§ **Task to complete**
Your answer should be the line containing "x=322, y=389" and every line after it to the end of the records below, word for word.

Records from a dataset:
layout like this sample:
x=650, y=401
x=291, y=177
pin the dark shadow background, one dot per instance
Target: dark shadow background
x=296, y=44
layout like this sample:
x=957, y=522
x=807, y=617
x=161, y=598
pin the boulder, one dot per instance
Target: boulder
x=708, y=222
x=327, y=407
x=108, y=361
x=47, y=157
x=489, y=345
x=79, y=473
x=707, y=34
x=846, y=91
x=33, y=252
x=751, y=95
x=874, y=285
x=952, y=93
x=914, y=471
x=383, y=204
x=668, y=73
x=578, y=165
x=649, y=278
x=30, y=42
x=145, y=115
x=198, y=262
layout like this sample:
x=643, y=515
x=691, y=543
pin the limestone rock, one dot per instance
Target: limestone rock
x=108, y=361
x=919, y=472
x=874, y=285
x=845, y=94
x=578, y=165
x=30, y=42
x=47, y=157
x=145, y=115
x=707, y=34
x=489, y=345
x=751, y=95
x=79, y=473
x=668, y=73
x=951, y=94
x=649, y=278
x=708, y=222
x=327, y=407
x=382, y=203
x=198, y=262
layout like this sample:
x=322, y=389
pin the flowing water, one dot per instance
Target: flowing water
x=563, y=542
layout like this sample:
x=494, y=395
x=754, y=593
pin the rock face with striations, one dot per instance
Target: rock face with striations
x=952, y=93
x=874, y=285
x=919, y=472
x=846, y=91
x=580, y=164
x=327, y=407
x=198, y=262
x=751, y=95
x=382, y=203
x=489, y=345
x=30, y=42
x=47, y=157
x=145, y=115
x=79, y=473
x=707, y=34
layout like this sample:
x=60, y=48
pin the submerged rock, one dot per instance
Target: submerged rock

§ **Result of the task**
x=322, y=389
pin the flowing water, one dot per instance
Target: flowing water
x=563, y=542
layout like this sample:
x=494, y=395
x=754, y=593
pin the rock face with striations, one dot per instance
Target: rock face with striations
x=952, y=93
x=874, y=285
x=919, y=472
x=846, y=91
x=580, y=164
x=327, y=407
x=198, y=262
x=751, y=95
x=382, y=203
x=489, y=345
x=30, y=42
x=47, y=157
x=145, y=115
x=79, y=473
x=707, y=34
layout like this sample:
x=60, y=48
pin the submerged rock, one dot per instance
Target: submerged rock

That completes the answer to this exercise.